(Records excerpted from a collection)
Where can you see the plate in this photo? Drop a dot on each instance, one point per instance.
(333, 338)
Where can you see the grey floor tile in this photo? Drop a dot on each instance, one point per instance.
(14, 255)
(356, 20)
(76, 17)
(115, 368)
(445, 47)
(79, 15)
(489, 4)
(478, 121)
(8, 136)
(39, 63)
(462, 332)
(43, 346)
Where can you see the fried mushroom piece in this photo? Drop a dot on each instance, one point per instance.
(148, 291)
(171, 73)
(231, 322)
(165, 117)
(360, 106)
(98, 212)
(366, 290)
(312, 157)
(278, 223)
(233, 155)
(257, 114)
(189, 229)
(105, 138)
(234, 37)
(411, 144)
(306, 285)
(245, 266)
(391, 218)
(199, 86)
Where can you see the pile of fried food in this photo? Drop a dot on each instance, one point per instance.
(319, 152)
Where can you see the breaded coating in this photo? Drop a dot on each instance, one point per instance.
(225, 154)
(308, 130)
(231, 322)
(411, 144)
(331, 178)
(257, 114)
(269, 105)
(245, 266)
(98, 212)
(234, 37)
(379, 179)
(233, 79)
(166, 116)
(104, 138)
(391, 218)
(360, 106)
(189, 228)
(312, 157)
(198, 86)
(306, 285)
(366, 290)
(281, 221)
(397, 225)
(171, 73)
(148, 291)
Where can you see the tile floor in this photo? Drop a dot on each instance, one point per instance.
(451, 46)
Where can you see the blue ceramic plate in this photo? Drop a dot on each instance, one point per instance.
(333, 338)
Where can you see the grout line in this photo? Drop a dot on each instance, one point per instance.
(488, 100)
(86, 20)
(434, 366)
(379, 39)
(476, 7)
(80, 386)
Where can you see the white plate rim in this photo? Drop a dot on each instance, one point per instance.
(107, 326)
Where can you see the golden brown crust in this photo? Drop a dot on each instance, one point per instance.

» EXERCISE INSTRUCTIONS
Faithfully copy every entry, leaving nothing out.

» FINAL RESULT
Where can you see the plate in this photo? Drop a dot on each instance, one point per instance.
(333, 338)
Where can you see the grey floor tile in this photo? Drop a dot on each instance, one point per instance.
(14, 255)
(356, 20)
(76, 17)
(115, 368)
(445, 47)
(79, 15)
(489, 4)
(478, 121)
(8, 136)
(39, 63)
(462, 332)
(43, 346)
Where can you see the fried mushroom piece in this photo? Drop a dot on each instance, one point per instance.
(148, 291)
(171, 73)
(231, 322)
(165, 117)
(360, 106)
(98, 212)
(366, 290)
(312, 157)
(278, 223)
(233, 155)
(257, 114)
(189, 229)
(105, 138)
(234, 37)
(411, 144)
(306, 285)
(245, 266)
(391, 218)
(199, 86)
Where can you see the pile of fried food in this photo? Drop a dot on each instance, one point per instance.
(319, 152)
Where can you see the breaded coating in this photo? Drop a dot on each instance, one point per instance.
(225, 154)
(308, 130)
(231, 322)
(411, 144)
(331, 178)
(257, 114)
(269, 105)
(245, 266)
(98, 212)
(234, 37)
(379, 179)
(233, 79)
(166, 116)
(104, 138)
(391, 218)
(360, 106)
(189, 228)
(312, 157)
(198, 86)
(306, 285)
(366, 290)
(281, 221)
(397, 225)
(171, 73)
(148, 291)
Where can you see the tile floor in this photo? Drop a dot on each instance, one point per instance.
(451, 46)
Where can you see the blue ceramic plate in this photo? Drop a dot on each instance, one point per instance.
(333, 338)
Where can you see the grout line in this photo? Drop a dot on each instance, one point per instance.
(488, 100)
(86, 20)
(434, 366)
(379, 39)
(476, 7)
(80, 386)
Where can you see the white plate rim in this photo? Drop a dot on each instance, one point per instance.
(107, 326)
Where can you see the golden brown crust in this photo? Drop a dot on each instance, one point per instance.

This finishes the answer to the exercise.